* **Set problem A**
Identify every line of the entries that holds the word "trees", and copy each such line. Case counts.

— Start Text —

Berners, John Bourchier
BERNERS, JOHN BOURCHIER, 2nd Baron (1469-1533), English translator, was born probably at Tharfield, Hertfordshire, about 1469. His father was killed at Barnet in 1471, and he inherited his title in 1474 from his grandfather, John Bourchier, who was a descendant of Edward III. It is supposed that he was educated at Oxford, perhaps at Balliol. His political life began early, for in 1484 he was implicated in a premature attempt to place Henry, duke of Richmond (afterwards Henry VII.), on the throne, and fled in consequence to Brittany. In 1497 he helped to put down an insurrection in Cornwall and Devonshire, raised by Michael Joseph, a blacksmith, and from this time was in high favour at court. He accompanied Henry VIII. to Calais in 1513, and was a captain of pioneers at the siege of Therouanne. In the next year he was again sent to France as chamberlain to the king's sister Mary on her marriage with Louis XII., but he soon returned to England. He had been given the reversion of the office of lord chancellor, and in 1516 he received the actual appointment. In 1518 he was sent to Madrid to negotiate an alliance with Charles of Spain. He sent letters to Henry chronicling the bull-fights and other doings of the Spanish court, and to Wolsey complaining of the expense to which he was put in his position as ambassador. In the next year he returned to England, and with his wife Catherine Howard, daughter of the duke of Norfolk, was present in 1520 at the Field of the Cloth of gold. But his affairs were greatly embarrassed. He was harassed by lawsuits about his Hertfordshire property and owed the king sums he was unable to repay. Perhaps in the hope of repairing his fortune, he accepted the office of deputy of Calais, where he spent the rest of his life in comparative leisure, though still harassed by his debts, and died on the 16th of March 1533.

— End Text —

* **Set problem B**
Decide whether each statement agrees with the Berners biography, answering yes or no and quoting the words of the biography that settle it: (i) Berners received the appointment as lord chancellor in 1516; (ii) Berners was sent to Madrid in 1520; (iii) Berners's father was killed at Barnet in 1474.

— Start Provided records —

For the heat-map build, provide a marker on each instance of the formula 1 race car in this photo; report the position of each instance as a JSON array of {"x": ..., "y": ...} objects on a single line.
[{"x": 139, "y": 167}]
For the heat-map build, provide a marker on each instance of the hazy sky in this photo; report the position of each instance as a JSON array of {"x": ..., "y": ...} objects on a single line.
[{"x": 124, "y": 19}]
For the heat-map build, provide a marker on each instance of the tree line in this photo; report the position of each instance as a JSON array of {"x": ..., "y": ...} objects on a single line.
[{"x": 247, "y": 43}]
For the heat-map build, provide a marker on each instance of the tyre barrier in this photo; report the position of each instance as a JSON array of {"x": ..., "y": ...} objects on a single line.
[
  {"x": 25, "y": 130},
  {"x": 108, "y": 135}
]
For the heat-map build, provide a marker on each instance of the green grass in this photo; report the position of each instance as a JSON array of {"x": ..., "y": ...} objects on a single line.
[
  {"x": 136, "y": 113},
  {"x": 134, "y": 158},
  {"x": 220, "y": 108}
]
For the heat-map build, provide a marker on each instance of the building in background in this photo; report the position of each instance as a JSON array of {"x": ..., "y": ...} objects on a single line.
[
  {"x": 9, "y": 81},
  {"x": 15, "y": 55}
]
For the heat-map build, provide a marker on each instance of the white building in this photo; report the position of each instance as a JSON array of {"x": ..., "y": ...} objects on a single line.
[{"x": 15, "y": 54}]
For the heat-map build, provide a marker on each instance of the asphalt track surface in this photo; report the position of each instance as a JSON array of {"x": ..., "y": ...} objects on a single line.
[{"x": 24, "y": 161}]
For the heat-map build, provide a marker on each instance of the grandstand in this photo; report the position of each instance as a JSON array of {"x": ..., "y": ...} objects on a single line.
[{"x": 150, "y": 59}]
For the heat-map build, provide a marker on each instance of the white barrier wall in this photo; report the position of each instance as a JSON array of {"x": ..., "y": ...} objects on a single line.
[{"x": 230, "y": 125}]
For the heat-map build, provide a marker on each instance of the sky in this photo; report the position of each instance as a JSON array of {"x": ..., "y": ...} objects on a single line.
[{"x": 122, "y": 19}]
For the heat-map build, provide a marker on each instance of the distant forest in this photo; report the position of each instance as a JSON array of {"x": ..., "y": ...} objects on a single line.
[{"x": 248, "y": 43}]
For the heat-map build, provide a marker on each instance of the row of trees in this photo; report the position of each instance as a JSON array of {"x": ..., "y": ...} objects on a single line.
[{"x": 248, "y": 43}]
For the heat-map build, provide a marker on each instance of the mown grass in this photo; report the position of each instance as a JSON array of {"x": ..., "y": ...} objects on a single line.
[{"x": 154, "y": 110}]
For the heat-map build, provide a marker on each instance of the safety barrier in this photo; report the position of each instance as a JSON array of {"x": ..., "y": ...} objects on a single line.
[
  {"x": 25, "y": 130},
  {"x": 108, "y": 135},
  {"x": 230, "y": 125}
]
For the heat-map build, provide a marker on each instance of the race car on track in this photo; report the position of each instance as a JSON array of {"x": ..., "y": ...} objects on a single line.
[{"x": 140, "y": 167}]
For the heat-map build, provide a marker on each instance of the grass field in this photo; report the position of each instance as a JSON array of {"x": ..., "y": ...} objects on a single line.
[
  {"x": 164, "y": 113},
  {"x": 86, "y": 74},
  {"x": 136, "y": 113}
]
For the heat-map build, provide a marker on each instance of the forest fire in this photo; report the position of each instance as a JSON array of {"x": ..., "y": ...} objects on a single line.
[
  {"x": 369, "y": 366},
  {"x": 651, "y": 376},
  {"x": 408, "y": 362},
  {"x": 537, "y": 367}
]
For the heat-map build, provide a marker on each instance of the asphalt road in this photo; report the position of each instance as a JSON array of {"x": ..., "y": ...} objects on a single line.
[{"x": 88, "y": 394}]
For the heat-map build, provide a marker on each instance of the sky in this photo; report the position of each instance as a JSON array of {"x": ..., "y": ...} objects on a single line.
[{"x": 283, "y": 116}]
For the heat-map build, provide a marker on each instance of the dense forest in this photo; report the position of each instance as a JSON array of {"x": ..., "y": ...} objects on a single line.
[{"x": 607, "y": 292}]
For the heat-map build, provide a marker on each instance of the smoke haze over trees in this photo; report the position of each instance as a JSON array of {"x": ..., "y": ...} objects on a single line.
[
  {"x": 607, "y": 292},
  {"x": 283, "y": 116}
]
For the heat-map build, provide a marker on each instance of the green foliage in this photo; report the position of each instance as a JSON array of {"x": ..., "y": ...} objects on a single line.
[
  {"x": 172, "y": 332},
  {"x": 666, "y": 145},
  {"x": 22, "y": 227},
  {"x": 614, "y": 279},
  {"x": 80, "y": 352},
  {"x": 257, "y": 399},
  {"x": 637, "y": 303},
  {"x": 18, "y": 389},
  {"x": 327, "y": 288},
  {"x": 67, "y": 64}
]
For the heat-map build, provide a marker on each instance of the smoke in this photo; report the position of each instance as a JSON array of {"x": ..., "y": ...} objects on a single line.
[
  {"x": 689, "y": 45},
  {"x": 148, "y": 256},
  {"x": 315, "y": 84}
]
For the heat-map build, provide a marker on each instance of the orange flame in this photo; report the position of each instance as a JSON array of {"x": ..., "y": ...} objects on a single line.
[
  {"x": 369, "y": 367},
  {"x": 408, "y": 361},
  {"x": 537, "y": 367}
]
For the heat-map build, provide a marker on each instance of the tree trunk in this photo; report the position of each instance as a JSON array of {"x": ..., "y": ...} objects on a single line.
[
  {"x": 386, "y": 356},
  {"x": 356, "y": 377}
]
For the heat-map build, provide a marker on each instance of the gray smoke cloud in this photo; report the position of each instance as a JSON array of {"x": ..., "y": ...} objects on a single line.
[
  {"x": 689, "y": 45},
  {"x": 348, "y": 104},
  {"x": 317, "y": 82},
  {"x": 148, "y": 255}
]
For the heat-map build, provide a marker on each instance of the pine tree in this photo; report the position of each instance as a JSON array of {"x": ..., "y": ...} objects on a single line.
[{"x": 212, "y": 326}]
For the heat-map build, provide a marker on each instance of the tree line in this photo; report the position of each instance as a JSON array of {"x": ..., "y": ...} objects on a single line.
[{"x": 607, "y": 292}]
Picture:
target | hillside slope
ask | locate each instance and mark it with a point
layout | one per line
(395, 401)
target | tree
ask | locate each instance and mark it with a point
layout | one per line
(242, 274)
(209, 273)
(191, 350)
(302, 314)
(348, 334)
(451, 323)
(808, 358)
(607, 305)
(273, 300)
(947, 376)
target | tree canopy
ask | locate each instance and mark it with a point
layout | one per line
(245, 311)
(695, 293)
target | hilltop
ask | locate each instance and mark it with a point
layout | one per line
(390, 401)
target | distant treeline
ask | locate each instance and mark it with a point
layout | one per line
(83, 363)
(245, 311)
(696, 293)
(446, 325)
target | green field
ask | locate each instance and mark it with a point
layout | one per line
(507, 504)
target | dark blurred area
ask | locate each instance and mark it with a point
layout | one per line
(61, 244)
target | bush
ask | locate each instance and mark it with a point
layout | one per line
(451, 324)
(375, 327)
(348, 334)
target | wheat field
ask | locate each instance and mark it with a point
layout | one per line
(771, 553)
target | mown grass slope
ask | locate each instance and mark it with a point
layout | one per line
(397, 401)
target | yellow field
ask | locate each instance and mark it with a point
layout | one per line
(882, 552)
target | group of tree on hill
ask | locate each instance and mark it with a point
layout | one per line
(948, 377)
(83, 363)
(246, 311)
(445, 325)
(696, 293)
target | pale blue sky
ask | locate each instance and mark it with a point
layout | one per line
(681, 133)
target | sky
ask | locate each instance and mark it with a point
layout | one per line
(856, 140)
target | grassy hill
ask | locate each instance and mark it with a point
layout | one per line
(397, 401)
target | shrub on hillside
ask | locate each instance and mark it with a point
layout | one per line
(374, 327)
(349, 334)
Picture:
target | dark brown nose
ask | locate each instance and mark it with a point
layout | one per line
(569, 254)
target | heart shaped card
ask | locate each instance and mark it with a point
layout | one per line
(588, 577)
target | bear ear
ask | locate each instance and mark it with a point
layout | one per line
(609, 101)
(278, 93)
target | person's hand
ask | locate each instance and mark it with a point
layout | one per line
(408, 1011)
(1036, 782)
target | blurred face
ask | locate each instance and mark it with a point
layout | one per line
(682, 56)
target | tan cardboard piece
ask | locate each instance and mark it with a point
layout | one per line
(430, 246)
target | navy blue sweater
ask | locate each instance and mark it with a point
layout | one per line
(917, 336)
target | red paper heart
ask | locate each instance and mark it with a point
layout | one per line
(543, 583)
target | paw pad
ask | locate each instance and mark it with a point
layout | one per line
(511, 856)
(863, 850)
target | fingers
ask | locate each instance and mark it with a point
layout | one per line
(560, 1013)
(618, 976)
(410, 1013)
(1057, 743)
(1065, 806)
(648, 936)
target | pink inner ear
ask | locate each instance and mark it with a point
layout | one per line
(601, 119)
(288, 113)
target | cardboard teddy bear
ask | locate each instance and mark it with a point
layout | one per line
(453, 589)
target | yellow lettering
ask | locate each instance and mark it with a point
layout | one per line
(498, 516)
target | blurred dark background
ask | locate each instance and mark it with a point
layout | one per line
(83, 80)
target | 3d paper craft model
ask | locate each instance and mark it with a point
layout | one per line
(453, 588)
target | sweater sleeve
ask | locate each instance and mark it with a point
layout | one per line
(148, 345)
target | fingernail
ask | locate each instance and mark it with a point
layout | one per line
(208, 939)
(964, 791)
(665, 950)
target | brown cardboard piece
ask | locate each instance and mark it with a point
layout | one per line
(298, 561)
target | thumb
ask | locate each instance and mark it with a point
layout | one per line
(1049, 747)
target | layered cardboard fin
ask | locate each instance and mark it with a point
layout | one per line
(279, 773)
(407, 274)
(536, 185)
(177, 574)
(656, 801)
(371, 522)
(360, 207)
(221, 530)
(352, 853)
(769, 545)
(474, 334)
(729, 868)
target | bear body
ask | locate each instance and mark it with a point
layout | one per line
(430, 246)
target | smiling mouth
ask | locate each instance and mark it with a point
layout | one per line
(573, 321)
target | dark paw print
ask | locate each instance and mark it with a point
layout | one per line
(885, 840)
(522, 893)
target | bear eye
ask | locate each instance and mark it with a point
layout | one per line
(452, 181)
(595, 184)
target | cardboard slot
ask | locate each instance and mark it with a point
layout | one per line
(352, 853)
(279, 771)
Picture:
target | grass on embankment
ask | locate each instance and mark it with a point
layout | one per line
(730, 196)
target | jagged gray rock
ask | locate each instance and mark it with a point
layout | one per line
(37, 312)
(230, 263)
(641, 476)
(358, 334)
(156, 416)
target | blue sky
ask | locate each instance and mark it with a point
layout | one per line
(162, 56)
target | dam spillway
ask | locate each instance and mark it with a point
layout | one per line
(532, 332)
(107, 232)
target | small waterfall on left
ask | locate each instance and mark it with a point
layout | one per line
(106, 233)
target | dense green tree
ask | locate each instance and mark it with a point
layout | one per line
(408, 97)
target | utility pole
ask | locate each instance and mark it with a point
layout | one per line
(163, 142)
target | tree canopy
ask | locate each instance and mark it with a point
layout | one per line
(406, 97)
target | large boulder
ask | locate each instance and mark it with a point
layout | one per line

— End Provided records —

* **Correct output A**
For the heat-map build, provide a marker on each instance of the row of trees in this photo; report the position of each instance as a JSON array of {"x": ..., "y": ...} objects on a single line.
For the heat-map build, provide a marker on each instance of the smoke haze over trees in this photo; report the position of each instance as a JSON array of {"x": ..., "y": ...} objects on a single line.

* **Correct output B**
(i) Yes: "He had been given the reversion of the office of lord chancellor, and in 1516 he received the actual appointment."
(ii) No: "In 1518 he was sent to Madrid to negotiate an alliance with Charles of Spain."
(iii) No: "His father was killed at Barnet in 1471"